### [TEXT SHOWN]
A few decades ago, Gyana Ranjan Das, the managing director of the Odisha State Disaster Management Authority (OSDMA), happened to witness a saree-clad village woman carrying a well-built man on her shoulder from atop a cyclone shelter down a ladder during a cyclone preparedness drill in the state. In another instance, he was accompanying a visiting foreign dignitary to witness a preparation drill. Young men crossing a pond had to balance themselves over a single rope with another parallel rope for support. It was meant to simulate a flood situation, the rope serving as a bridge. “One after the other, the young village boys fell into the pond. At last, it was a young girl who volunteered to demonstrate how to cross the pond without falling,” he recalls.

These incidents left Das impressed by the grit, strength and stamina of the girls and women of villages in Odisha. It is tough to go up with a person on your shoulders, but it is even tougher to come down with that load, he points out, referring to the first incident. In the second instance, he found the village girls’ courage commendable.

Field observations such as these prompted the OSDMA to consider mobilising women and training them in disaster management skills, besides strengthening the key skills of critical thinking, creativity, communication and decision-making, thereby empowering them in general. After all, not only would they need these skills to protect themselves but also the people around them in times of emergencies. “It was also a learning process. The presumption is that men are physically stronger and more confident. Those mental barriers must be broken at some point in time,” says Das. Such mental barriers about gendered roles and notions abound today.

While activities related to disaster preparedness have been conducted for years now, in 2022, the OSDMA partnered with the United Nations Population Fund (UNFPA) to integrate and strengthen the gender transformative approach in risk reduction via a pilot project, mainstreaming gender in disaster risk reduction to provide training to young women from five coastal villages—New Baxipalli, Baxipalli village, Venkatraipur, Deegipur and Dharampur—in the southern district of Ganjam in Odisha. The training involves survival skills and emergency search and rescue and first aid, besides soft skills like teamwork, combating gender-based violence, providing psycho-social care and speaking confidently with strangers.


Girls during the mock drill training session of the disaster management programme in Baxipalli | Image Courtesy: Sandipan Chatterjee

Besides this initiative on training, the approach also visits matters of policy that entail strengthening the gender components in the state and the district disaster management plans. It also involves undertaking the formulation of a policy document on the establishment of a gender cell at the OSDMA.

Other components of the approach include conducting training for stakeholders like panchayat members, ASHA and anganwadi workers, besides others on issues of gender in risk reduction. Community resilience is also enhanced by introducing an identified cadre of young girls as first responders on early warning, search and rescue and first aid.

The five villages were chosen to further an example of the strategy on community resilience while keeping in mind their social and economic milieu. They are inhabited by fishing communities, which depend entirely on the sea for their livelihood as the land is not arable. The months of May–June and October–November, marked by cyclones, are particularly troublesome for the residents. It is also when the menfolk are not around as they head for work towards Andhra Pradesh, Tamil Nadu, Kerala, Goa or Maharashtra early in May and return in December.

### [DATA SEGMENT]
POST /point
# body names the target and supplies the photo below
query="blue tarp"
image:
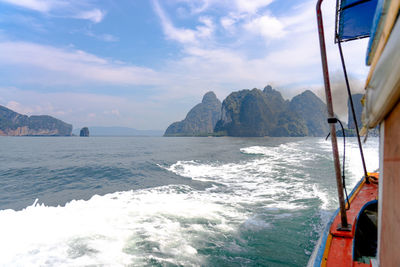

### [STATED GOAL]
From the text above on disaster training for village women in Odisha, write out word for word the part that opens with "Other components of" and closes with "and first aid.".

### [ANSWER TO THE TASK]
Other components of the approach include conducting training for stakeholders like panchayat members, ASHA and anganwadi workers, besides others on issues of gender in risk reduction. Community resilience is also enhanced by introducing an identified cadre of young girls as first responders on early warning, search and rescue and first aid.